◆ **Directions**:
Please gather every line from the records below that contains the word "cardboard".

(Image location labeling entries)
** Start **

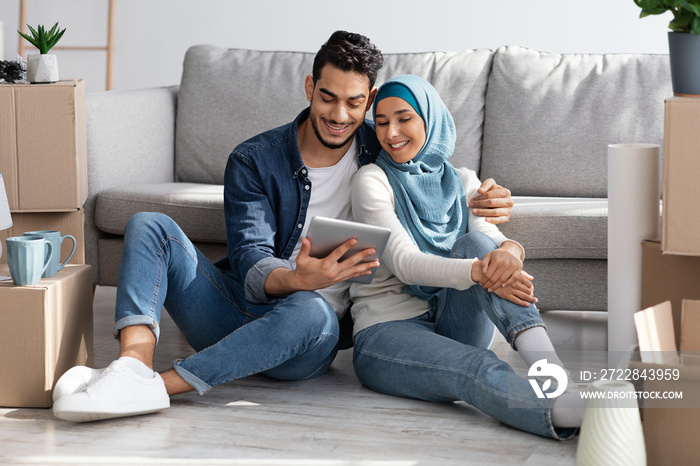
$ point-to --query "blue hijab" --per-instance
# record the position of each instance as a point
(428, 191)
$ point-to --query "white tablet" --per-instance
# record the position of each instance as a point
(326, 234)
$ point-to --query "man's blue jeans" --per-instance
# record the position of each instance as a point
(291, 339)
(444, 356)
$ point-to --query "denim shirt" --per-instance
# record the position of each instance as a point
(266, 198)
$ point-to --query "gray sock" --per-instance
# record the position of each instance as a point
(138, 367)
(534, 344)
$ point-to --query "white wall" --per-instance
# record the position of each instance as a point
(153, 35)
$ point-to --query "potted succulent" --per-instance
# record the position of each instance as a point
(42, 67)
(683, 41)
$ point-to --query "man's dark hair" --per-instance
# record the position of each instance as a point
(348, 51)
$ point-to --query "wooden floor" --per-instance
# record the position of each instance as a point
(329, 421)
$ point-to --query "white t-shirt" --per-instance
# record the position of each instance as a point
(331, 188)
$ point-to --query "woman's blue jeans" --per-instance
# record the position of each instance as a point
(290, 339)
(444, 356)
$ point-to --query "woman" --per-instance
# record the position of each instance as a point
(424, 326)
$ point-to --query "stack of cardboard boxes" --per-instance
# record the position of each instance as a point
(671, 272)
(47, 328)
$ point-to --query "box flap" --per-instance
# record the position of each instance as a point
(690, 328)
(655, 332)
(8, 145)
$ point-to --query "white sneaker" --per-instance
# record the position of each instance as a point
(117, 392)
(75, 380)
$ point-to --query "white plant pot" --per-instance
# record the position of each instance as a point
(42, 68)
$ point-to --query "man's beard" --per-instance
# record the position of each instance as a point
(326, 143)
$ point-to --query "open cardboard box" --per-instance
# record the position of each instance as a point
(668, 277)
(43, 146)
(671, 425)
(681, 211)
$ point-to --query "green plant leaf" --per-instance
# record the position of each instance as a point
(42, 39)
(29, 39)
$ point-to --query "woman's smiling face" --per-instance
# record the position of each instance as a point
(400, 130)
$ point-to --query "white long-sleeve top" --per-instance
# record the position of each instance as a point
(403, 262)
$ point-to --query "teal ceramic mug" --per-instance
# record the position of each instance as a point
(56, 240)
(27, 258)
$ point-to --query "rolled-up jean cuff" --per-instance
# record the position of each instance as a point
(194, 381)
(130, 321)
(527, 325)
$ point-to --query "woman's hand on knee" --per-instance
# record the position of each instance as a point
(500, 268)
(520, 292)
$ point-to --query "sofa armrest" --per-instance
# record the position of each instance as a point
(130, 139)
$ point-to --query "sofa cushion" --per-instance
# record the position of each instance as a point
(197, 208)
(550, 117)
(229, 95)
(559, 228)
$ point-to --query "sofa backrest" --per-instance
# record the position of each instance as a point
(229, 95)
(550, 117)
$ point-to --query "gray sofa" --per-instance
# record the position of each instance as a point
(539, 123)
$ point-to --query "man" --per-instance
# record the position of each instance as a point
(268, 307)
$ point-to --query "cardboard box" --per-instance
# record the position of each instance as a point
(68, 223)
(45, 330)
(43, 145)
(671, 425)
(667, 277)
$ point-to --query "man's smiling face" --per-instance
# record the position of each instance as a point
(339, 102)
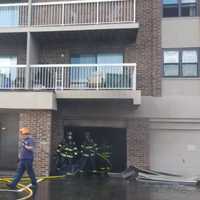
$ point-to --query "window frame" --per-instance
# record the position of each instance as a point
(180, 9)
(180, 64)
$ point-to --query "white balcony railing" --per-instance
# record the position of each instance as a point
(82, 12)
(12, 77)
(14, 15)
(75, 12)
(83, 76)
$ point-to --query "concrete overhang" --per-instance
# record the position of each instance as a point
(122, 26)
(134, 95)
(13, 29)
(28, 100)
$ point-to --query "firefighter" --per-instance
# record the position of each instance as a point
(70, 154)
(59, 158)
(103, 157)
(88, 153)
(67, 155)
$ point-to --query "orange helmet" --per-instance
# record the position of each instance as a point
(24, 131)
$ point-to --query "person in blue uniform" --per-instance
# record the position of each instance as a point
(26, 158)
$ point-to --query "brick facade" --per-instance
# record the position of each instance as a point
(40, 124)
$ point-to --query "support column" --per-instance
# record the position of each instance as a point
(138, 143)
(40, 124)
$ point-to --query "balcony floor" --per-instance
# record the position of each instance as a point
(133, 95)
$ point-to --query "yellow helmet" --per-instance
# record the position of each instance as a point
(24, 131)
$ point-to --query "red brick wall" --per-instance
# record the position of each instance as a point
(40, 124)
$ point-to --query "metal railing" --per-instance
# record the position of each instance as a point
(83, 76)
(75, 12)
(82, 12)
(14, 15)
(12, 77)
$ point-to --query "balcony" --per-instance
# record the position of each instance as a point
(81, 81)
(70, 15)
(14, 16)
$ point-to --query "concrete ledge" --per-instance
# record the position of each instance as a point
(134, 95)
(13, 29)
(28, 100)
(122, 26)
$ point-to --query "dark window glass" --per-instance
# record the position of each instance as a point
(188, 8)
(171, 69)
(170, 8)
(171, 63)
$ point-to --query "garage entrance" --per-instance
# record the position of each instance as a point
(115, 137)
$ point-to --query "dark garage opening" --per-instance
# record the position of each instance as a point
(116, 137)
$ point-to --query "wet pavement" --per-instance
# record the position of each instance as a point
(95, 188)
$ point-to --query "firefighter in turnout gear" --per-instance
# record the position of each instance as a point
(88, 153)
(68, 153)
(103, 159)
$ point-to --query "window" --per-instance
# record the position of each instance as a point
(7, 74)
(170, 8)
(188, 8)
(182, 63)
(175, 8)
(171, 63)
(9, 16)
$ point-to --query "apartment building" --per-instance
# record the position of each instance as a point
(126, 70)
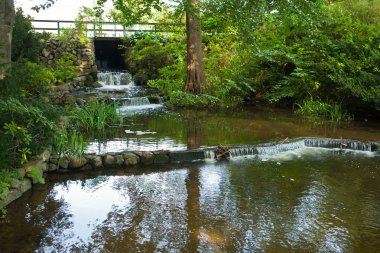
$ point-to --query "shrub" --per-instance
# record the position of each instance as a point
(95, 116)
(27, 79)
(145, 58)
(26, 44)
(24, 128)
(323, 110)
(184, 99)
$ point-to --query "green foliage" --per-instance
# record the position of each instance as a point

** End **

◆ **Exercise output**:
$ point-to --query "stack of cardboard boxes" --per-instance
$ point-to --query "open cardboard box" --per-instance
$ point-to --query "cardboard box" --per-instance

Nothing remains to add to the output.